__Brief__:
Word for word, repeat every record.

·····

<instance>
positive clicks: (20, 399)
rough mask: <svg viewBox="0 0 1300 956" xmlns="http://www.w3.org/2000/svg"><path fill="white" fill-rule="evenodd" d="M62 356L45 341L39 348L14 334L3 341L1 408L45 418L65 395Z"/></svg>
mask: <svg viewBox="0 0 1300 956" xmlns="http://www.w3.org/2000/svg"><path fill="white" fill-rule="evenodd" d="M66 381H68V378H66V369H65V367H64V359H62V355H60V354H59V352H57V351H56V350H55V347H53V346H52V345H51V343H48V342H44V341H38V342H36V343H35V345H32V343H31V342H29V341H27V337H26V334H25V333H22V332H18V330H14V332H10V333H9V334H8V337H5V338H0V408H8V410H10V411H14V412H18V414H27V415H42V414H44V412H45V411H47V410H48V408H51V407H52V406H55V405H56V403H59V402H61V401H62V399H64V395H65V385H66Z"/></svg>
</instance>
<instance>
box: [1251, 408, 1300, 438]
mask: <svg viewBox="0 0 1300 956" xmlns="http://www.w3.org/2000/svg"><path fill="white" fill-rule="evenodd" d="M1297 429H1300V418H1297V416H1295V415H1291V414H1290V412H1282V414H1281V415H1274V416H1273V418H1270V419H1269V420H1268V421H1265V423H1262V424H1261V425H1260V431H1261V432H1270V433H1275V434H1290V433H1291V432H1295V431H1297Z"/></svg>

·····

__Written solution__:
<instance>
positive clicks: (20, 399)
rough mask: <svg viewBox="0 0 1300 956" xmlns="http://www.w3.org/2000/svg"><path fill="white" fill-rule="evenodd" d="M62 356L45 341L39 348L14 334L3 341L1 408L45 418L65 395Z"/></svg>
mask: <svg viewBox="0 0 1300 956" xmlns="http://www.w3.org/2000/svg"><path fill="white" fill-rule="evenodd" d="M66 381H68V378H66V369H65V367H64V359H62V355H60V354H59V352H57V351H56V350H55V347H53V346H52V345H51V343H48V342H44V341H38V342H36V343H35V345H32V343H31V342H29V341H27V337H26V334H25V333H22V332H18V330H14V332H10V333H9V334H8V337H5V338H0V408H8V410H10V411H14V412H18V414H27V415H42V414H44V412H45V411H47V410H48V408H51V407H52V406H55V405H56V403H59V402H61V401H62V399H64V395H65V385H66Z"/></svg>
</instance>
<instance>
box: [1251, 408, 1300, 438]
mask: <svg viewBox="0 0 1300 956" xmlns="http://www.w3.org/2000/svg"><path fill="white" fill-rule="evenodd" d="M1297 429H1300V418H1297V416H1295V415H1291V414H1290V412H1282V414H1281V415H1274V416H1273V418H1270V419H1269V420H1268V421H1265V423H1262V424H1261V425H1260V431H1261V432H1270V433H1275V434H1290V433H1291V432H1295V431H1297Z"/></svg>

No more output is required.